◆ Aim ◆
Find the line containing "Could you point to the light", then output it and every line after it through the end of the listing below, exactly as written.

[Dataset rows on where objects appear]
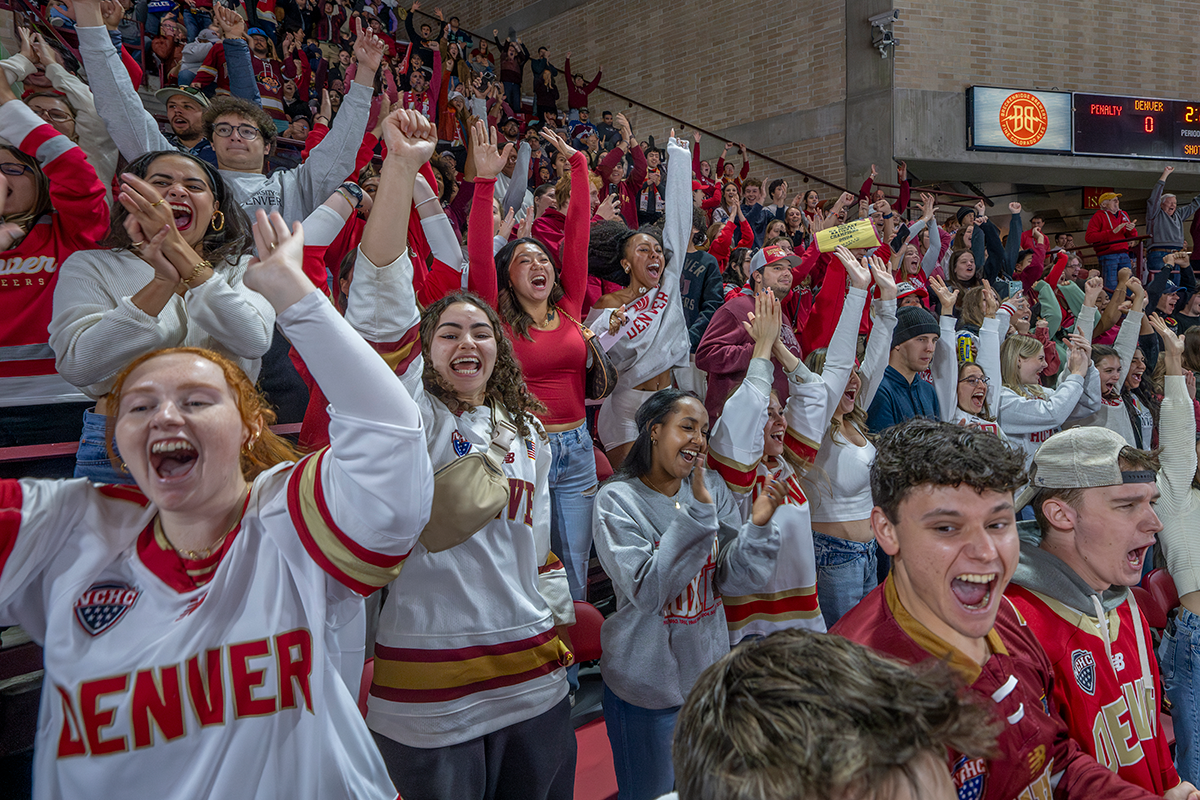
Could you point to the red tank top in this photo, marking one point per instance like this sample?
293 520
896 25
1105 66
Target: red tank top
555 364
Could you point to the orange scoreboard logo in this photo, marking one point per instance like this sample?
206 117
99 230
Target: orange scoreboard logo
1023 119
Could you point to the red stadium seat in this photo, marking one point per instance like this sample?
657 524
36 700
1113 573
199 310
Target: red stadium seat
1162 588
586 632
1151 608
365 685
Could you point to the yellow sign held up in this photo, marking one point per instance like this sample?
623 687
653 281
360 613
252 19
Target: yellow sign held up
851 235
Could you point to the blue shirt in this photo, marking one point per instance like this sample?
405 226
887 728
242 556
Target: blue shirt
898 400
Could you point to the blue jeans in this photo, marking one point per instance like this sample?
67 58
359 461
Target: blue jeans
1155 257
1180 660
1110 265
846 572
91 458
195 22
573 489
641 747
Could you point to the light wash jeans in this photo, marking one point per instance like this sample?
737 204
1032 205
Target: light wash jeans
91 457
1180 659
573 489
846 572
641 747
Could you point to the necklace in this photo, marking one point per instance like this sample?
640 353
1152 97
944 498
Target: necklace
204 552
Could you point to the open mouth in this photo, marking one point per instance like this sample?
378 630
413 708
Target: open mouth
973 590
467 365
173 458
183 216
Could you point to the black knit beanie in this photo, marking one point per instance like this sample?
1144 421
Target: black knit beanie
911 323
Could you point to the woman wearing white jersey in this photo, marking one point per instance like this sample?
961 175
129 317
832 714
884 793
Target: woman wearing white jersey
748 450
835 440
642 325
191 624
469 693
1030 414
969 390
1179 507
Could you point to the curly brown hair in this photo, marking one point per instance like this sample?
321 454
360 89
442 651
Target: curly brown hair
507 384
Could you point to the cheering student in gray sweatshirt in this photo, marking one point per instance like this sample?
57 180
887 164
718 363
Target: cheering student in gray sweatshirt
1164 222
671 537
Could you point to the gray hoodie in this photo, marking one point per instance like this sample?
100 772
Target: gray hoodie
1047 573
670 560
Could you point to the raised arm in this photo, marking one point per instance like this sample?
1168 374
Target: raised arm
375 426
132 127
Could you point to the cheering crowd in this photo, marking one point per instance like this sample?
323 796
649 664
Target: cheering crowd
871 481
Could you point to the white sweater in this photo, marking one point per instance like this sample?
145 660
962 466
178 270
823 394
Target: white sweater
96 329
1179 506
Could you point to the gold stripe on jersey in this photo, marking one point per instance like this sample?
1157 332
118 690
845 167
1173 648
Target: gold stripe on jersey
331 542
1079 619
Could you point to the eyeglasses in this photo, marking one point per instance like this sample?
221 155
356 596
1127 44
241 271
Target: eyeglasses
53 114
247 132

◆ Solved exercise ◆
Could you point to the light wash jeans in this photo, marking one point per instance like this sample?
737 204
1032 205
Target: light wash jeans
91 457
1180 659
573 489
846 572
641 747
Could you point to the necklace in this photo, marking one point per instance like this sample?
640 353
1152 97
944 498
Target: necklace
204 552
Could you point to the open mouth in this photo, marking one point per instance like this sample?
378 630
413 708
Target: open mouth
973 590
467 365
173 458
183 216
Could you point to the black knit beanie in this photo, marking one point per instance like this sample?
1144 421
Target: black knit beanie
911 323
Could you point to the woman wearing white jersey in this photo, marking one point per instance like this sample?
961 175
129 317
832 714
884 793
Target: woman wearing white jersey
748 450
835 440
642 325
191 624
469 693
1030 414
969 390
1179 507
Could you point to the curly brown hair in this photo, marking one point per instance like this sample?
321 454
360 89
442 651
Target: curly brown hair
507 384
Could you point to the cheering student in gray sweatshirt in this photo, marking one point per instance like this sample?
57 180
887 164
718 363
Target: cheering student in gray sweatshirt
1164 222
671 537
Could you point to the gray hoodie in this photo, marking one point per instance like this sample?
100 772
Target: gray hoodie
1047 573
670 560
Could you point to the raised arm in this photo, marking one point per instance like this sample?
1168 374
Target: raised arm
375 426
132 127
Could you point to the cheering crowd in this photo, marking one point per instance like this sample?
323 796
649 664
Target: cheering crowd
871 481
Could you point to the white sweater in this photo, marking one point per instance like this sample?
145 660
962 466
178 270
823 394
Target: white sweater
96 329
1179 506
Could you point to the gold stripe on jersey in this photo, marking one point per instance like this sample?
1157 332
118 690
845 167
1173 648
Target: gold stripe on jersey
331 542
1079 619
Could you point to the eyeglasses in this photo, marking one point per instance like this sample?
221 155
356 596
1127 44
241 271
Target: eyeglasses
53 114
247 132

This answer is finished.